TASK INSTRUCTIONS - In the records below, locate the line containing "Screenshot QA — Where is the person"; output that line and every following line through the last, exactly.

TASK INPUT -
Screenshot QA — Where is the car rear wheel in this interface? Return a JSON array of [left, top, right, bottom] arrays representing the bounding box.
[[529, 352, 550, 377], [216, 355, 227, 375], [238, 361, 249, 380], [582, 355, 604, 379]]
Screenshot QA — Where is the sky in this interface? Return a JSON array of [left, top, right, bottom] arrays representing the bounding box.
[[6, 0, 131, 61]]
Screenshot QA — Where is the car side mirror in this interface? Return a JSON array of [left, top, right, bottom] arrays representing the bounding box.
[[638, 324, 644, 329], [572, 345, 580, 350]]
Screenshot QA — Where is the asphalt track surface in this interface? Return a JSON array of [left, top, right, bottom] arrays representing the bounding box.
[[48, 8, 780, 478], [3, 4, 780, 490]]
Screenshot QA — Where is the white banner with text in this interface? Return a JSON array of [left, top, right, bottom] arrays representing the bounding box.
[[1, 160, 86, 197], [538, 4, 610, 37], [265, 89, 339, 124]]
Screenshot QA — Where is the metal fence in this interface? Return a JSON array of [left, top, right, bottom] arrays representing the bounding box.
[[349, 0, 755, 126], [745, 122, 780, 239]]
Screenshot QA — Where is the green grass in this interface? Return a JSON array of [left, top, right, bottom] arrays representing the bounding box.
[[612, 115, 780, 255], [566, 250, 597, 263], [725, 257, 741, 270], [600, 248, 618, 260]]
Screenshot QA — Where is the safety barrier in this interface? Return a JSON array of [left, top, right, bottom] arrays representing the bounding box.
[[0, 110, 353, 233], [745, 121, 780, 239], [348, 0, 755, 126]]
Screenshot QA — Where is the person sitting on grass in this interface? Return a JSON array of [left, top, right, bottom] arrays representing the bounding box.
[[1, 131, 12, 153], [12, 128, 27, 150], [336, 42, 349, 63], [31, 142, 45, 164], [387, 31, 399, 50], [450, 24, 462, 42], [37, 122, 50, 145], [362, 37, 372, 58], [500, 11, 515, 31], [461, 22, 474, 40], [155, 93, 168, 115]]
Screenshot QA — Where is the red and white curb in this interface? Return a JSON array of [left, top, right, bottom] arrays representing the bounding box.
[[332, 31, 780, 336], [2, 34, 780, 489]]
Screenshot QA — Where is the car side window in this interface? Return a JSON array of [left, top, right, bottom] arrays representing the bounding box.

YOUR RESPONSE -
Screenshot QA — Where is the person sitting on grass in this interface? Return a JSON array of [left, top, right, bottom] arrays representing the bounding box.
[[1, 131, 12, 153], [12, 128, 27, 150], [336, 42, 349, 63], [31, 142, 45, 164], [387, 31, 399, 50], [450, 24, 462, 42], [37, 122, 50, 145], [362, 37, 372, 58], [500, 11, 515, 31], [461, 22, 474, 40], [155, 93, 168, 115]]
Screenshot QA — Where is the red and white curb in this interface? Return a JSON array of [left, top, right, bottom] arrays representing the bounding box.
[[332, 31, 780, 336], [2, 34, 780, 489]]
Screenshot QA — Where is the car side window in this interface? Return a JSON array of [left, top, right, bottom] arrays representing the bounding box.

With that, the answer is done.